Tekst strony:

Czy jedzenie mięsa obniża wibracje?

Czy jedzenie mięsa obniża nasze wibracje? To pytanie pojawia się często w kręgach związanych z duchowością i rozwojem osobistym. Wiele osób uważa, że spożywanie mięsa wpływa negatywnie na naszą energetykę, a dieta roślinna jest jedyną drogą do wysokich wibracji. Jednak czy rzeczywiście tak jest?

Mając świadomość, że wchodzę na grząski grunt ideologii podkreślam grubymi literami. 

Nie będzie to artykuł o tym czy jeść mięso czy rośliny. Sądzę że tu każdy powinien sam o tym decydować bez wbijania mu poczucia winy czy zbędnej nienawiści.

Moim zadaniem jako osoby badającej różne zjawiska energetyczne oraz określanie jaki ma to wpływ na człowieka, jest odpowiedzenie na pytanie jak spożywanie mięsa wpływa na naszą wibrację i czy rzeczywiście ją obniża? 

Wszystko we wszechświecie jest energią

Na początek aby zrozumieć wpływ jedzenia na naszą wibrację, warto przypomnieć sobie fundamentalną prawdę: wszystko we wszechświecie jest energią. Nie tylko my jako istoty duchowe, ale również rośliny, zwierzęta, skały, powietrze – cała materia to różne formy tej samej energii wibrującej na różnych częstotliwościach i w różnym natężeniu.

Kiedy spożywamy pokarm – niezależnie od tego, czy jest to warzywo, owoc czy mięso – w rzeczywistości przyjmujemy tę samą energię ale w różnej formie i różnym stopniu jej transformacji. Specjalnie żeby pominąć zbyt techniczne określenia uproszczę to tak, aby było to łatwe do zrozumienia. 

Energia zawarta w powietrzu i minerałach staje się budulcem roślin. Nazywamy to transmutacją I stopnia. Podobny proces zachodzi podczas odżywiania pranicznego. 

Kiedy roślina zostanie zjedzona przez zwierzę lub człowieka zachodzi proces transmutacji II stopnia i energia staje się częścią nowego organizmu.

Pokazane zapisy:
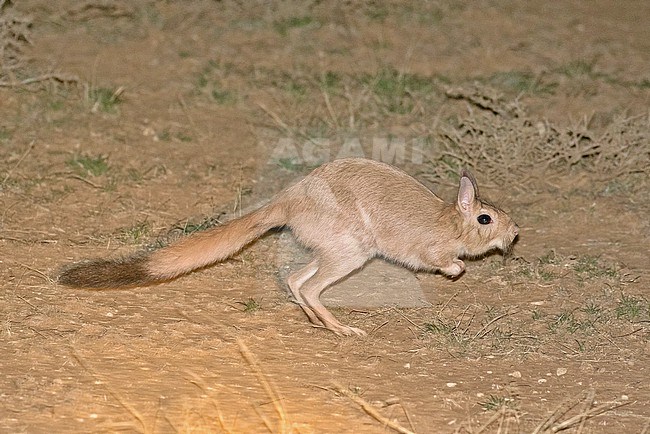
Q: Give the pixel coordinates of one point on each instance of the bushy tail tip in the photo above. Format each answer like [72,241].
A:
[104,274]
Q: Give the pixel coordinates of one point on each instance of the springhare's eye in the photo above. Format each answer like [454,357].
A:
[484,219]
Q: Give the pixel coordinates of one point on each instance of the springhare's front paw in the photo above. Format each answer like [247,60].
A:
[344,330]
[455,269]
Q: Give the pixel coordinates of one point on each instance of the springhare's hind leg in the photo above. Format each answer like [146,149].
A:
[295,282]
[329,271]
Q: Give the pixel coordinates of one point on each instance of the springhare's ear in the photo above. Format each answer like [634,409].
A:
[466,193]
[467,174]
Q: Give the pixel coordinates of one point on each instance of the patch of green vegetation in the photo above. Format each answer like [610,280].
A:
[105,99]
[330,80]
[222,96]
[590,267]
[397,90]
[572,323]
[377,11]
[251,305]
[521,82]
[5,134]
[86,165]
[577,68]
[549,258]
[283,26]
[189,228]
[291,164]
[630,307]
[183,137]
[210,84]
[439,327]
[136,233]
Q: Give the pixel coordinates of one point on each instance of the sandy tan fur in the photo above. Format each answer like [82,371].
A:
[347,212]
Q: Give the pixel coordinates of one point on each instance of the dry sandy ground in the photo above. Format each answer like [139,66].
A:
[175,116]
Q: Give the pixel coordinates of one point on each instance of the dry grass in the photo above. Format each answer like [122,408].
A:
[15,31]
[498,139]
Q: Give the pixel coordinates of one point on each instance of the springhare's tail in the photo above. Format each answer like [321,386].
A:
[191,253]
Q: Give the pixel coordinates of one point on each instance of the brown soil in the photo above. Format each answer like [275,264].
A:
[200,93]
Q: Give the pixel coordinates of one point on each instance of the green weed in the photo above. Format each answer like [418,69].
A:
[396,90]
[522,82]
[251,305]
[283,26]
[105,99]
[85,165]
[629,307]
[136,233]
[590,267]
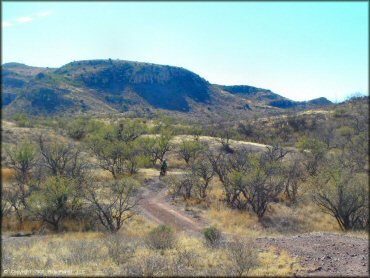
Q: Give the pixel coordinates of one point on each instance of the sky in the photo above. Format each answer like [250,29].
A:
[301,50]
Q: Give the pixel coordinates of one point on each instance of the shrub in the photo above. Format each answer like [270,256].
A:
[118,249]
[213,236]
[242,256]
[161,237]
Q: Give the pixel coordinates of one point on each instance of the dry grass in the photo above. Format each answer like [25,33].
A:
[11,224]
[277,264]
[7,174]
[88,254]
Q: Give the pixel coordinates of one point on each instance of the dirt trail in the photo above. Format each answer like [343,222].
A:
[319,254]
[324,254]
[154,206]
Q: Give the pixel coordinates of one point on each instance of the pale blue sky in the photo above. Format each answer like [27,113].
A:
[300,50]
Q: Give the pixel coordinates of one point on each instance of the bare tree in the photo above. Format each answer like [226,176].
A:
[113,202]
[343,194]
[22,159]
[54,200]
[60,158]
[294,175]
[189,150]
[203,170]
[110,155]
[156,148]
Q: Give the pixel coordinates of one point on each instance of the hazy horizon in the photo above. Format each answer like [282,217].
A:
[298,50]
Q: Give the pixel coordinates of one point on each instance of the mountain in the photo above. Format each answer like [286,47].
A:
[269,98]
[109,86]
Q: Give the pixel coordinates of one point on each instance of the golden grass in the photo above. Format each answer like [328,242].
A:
[7,174]
[275,263]
[54,248]
[28,226]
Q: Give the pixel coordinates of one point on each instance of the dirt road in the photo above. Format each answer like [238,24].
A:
[154,206]
[324,254]
[319,254]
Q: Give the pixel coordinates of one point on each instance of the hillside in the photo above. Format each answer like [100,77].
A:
[112,86]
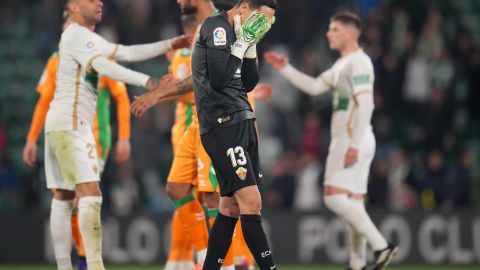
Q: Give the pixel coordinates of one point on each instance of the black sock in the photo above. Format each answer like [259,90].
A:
[219,241]
[257,241]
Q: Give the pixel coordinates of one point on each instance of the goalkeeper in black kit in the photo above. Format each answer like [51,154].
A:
[224,70]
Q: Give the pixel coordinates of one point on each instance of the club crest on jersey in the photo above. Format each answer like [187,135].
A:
[241,173]
[219,36]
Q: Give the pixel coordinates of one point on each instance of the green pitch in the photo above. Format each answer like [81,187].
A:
[286,267]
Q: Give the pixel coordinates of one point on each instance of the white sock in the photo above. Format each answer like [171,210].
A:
[357,217]
[357,243]
[90,225]
[174,265]
[201,256]
[61,230]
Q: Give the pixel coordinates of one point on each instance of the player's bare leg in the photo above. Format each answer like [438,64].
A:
[191,214]
[212,200]
[247,204]
[180,254]
[90,223]
[339,201]
[60,227]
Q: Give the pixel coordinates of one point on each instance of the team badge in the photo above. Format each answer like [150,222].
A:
[219,36]
[241,173]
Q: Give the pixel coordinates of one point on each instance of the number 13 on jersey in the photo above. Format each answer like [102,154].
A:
[233,153]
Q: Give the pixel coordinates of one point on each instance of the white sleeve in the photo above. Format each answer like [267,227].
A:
[362,75]
[308,84]
[135,53]
[117,72]
[363,116]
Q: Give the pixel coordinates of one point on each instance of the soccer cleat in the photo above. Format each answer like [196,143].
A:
[82,263]
[384,257]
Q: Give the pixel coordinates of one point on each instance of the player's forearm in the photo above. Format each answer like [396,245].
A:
[180,87]
[362,118]
[142,52]
[119,73]
[250,74]
[307,84]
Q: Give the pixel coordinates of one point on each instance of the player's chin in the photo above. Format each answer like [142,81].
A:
[98,18]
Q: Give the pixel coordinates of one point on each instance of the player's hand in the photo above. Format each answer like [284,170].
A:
[166,79]
[263,91]
[182,41]
[30,153]
[351,157]
[122,151]
[143,103]
[276,60]
[253,29]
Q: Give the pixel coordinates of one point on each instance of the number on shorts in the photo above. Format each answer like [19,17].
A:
[91,148]
[242,160]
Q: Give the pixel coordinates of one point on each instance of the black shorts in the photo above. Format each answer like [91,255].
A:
[233,150]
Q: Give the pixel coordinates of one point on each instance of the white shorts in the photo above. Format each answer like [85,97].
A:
[353,178]
[71,158]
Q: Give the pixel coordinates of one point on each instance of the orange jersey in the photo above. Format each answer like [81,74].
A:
[185,112]
[101,129]
[46,89]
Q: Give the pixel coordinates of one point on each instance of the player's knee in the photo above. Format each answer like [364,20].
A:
[60,194]
[230,210]
[337,203]
[212,199]
[88,189]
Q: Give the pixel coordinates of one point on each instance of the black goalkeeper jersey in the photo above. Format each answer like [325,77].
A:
[220,80]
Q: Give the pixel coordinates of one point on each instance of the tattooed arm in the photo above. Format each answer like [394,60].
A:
[143,103]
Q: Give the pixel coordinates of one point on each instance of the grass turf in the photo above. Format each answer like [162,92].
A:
[282,267]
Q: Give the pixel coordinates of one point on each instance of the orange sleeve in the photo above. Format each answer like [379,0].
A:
[119,93]
[46,88]
[47,81]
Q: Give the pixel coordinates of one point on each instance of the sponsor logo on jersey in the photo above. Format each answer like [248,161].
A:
[266,253]
[238,74]
[223,119]
[241,173]
[219,36]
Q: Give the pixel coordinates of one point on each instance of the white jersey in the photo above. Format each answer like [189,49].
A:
[76,85]
[349,76]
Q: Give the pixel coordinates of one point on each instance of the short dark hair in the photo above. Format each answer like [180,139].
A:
[258,3]
[347,17]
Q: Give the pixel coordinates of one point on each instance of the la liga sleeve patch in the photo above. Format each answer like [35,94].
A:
[219,36]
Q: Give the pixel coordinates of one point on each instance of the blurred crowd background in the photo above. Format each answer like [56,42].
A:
[426,56]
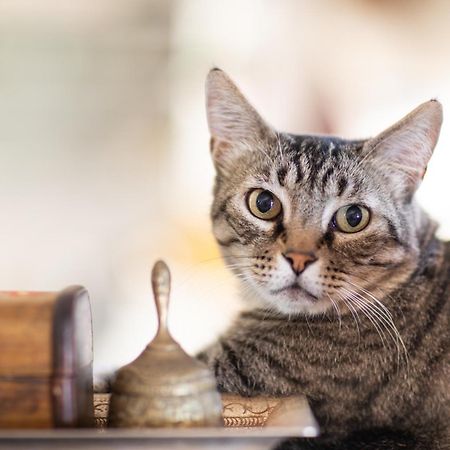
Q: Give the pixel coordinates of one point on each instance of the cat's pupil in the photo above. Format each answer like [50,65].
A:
[354,215]
[264,201]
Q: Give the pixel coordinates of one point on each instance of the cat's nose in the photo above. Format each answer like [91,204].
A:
[299,260]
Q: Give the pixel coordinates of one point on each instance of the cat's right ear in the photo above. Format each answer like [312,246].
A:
[233,123]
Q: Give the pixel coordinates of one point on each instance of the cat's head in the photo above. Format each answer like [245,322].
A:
[310,223]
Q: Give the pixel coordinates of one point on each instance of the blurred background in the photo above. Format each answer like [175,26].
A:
[104,153]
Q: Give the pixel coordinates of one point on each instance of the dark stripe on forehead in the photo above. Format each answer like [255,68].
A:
[326,177]
[281,173]
[221,208]
[342,185]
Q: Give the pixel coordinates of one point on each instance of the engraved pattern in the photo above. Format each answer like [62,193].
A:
[238,412]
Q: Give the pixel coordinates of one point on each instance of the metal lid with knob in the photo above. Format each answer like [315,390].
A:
[164,386]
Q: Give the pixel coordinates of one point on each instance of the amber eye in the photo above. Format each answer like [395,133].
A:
[351,218]
[263,204]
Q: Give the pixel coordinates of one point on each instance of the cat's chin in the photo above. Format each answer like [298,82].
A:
[292,300]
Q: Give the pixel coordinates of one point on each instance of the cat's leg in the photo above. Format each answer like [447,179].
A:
[232,373]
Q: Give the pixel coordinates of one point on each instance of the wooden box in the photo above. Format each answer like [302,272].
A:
[46,359]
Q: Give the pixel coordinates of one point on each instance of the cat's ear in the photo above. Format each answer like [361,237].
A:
[233,123]
[403,150]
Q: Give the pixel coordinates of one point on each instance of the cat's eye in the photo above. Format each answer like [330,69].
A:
[351,218]
[263,204]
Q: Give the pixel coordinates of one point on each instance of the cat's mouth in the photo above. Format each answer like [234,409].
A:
[295,292]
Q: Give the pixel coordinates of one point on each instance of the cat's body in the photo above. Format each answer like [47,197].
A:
[352,287]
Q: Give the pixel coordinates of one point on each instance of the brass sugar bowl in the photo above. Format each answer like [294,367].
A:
[164,386]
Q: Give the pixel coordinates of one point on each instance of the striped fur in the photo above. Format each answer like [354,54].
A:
[366,335]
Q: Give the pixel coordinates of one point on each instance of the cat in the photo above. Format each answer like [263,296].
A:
[349,285]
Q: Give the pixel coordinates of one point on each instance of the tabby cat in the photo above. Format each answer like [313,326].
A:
[350,286]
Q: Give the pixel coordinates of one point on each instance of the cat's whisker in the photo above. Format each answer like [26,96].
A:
[387,324]
[336,308]
[387,317]
[352,296]
[353,312]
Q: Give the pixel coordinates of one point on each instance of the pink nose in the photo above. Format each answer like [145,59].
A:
[299,260]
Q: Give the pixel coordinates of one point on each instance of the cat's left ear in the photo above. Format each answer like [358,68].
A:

Zestaw zadań:
#1 Odpowiedz krótko na pytania do tekstu o jedzeniu mięsa i wibracjach:
(a) Kto według tekstu powinien decydować o tym, czy jeść mięso, czy rośliny?
(b) Jak tekst nazywa proces, w którym energia zawarta w powietrzu i minerałach staje się budulcem roślin?
(c) Co dzieje się z energią, gdy roślinę zje zwierzę lub człowiek?
#2 Wyjaśnij w jednym do trzech zdań, po co tekst o jedzeniu mięsa i wibracjach przypomina, że wszystko we wszechświecie jest energią.
#3 Podejmij tekst o jedzeniu mięsa i wibracjach i pisz go dalej, zaczynając od miejsca po jego ostatnim zdaniu.
Zapisy nie mają związku z tekstem o jedzeniu mięsa i wibracjach.

Lista odpowiedzi:
#1
(a) Każdy powinien decydować o tym sam, bez wpędzania go w poczucie winy i bez zbędnej nienawiści.
(b) Tekst nazywa go transmutacją I stopnia.
(c) Zachodzi transmutacja II stopnia, a energia staje się częścią nowego organizmu.

#2 Ta zasada ma pomóc zrozumieć wpływ jedzenia na naszą wibrację. Skoro cała materia jest energią wibrującą na różnych częstotliwościach, to spożywając dowolny pokarm, przyjmujemy tę samą energię, tylko w innej formie i na innym stopniu transformacji.

#3
Kiedy zwierzę zostanie zjedzone przez inne zwierzę lub człowieka, zachodzi proces transmutacji III stopnia i podobnie jak w poprzednich przypadkach energia staje się częścią nowego organizmu. 

Następnie kiedy zwierzę umrze i jego szczątki zostaną wchłonięte przez mikroorganizmy i glebę i zajdzie kolejny proces przywracający pierwotny poziom transmutacji w ten sposób zamykając okrąg obiegu energii w przyrodzie. 

To samo dzieje się z naszymi ciałami. Kiedyś energia którą przyjęliśmy wróci do natury. Pamiętaj o tym. Nie jesteś właścicielem energii tylko jej tymczasowym użytkownikiem. 

Transmutacja energii

Co ważne! Stopnie transmutacji nie wpływają na wysokość wibracji ale mogą wpływać na poziom akumulacji energii zwykle ją zwiększając. Mówiąc prościej, nie zmienia się wysokość wibracji ale może wzrastać ilość energii samej w sobie. Niestety stopnie transmutacji wiążą się też z pewną formą kosztów energetycznych ponoszonych w samym procesie. Czyli transmutacja pierwszego stopnia na stopień drugi wymaga użycia też pewnej ilości energii która jest wytracana w tym procesie.  Dalej transmutacja z drugiego stopnia na trzeci wymaga dodatkowych pokładów energii. Jednak wydatki te są kompensowane poprzez sam fakt większej kumulacji. Jednym słowem wraz z poziomem transmutacji, choć wibracja nie ulega zmianie, wzrasta za to koszt samego procesu przemiany ale tym samym wzrasta ilość energii otrzymanej.

Czym jest wysoka wibracja?

Zadajmy sobie pytanie czym w ogóle jest wysoka wibracja? To pojęcie odnosi się do jakości energii. Im wyższa wibracja tym czystsza energia i tym lepsze jej właściwości, oraz większa harmonia jej cząsteczek. Należy pamiętać, że nie ma energii złej i dobrej, jest tylko energia harmonijna, którą nazywamy wysoko wibracyjną i energia chaotyczna, którą nazywamy nisko wibracyjną. 

W naturze nic nie jest czarno białe a więc spotykamy różne warianty wibracyjności. Wysoka wibracja to ład, życie i harmonia, natomiast niska wibracja to chaos i rozpad. Pozostałe wibracje oscylują pomiędzy tymi dwiema. 

Porównajmy sobie to do atomów węgla. Węgiel to węgiel, podstawowy pierwiastek w naszym świecie. Idealnie połączone w harmonii atomy węgla tworzą diament, ale te same atomy węgla będące w chaotycznym połączeniu stworzą zwykły, brudny czarny węgiel, który łączy się aktywnie ze wszystkim i łatwo ulega rozpadowi. 

Dlatego pamiętajmy, energia jest jedna, ale może być harmonijna lub chaotyczna. 

Natomiast ilość energii, którą możemy określać mianem natężenia energii, wpływa na siłę oddziaływania, moc życiową, zdolność do manifestacji i wpływ na rzeczywistość. Więc aby manifestować potrzebujemy nie tylko harmonii wysokiej wibracji ale przede wszystkim potencjału wyrażonego przez ilość energii jaką dysponujemy.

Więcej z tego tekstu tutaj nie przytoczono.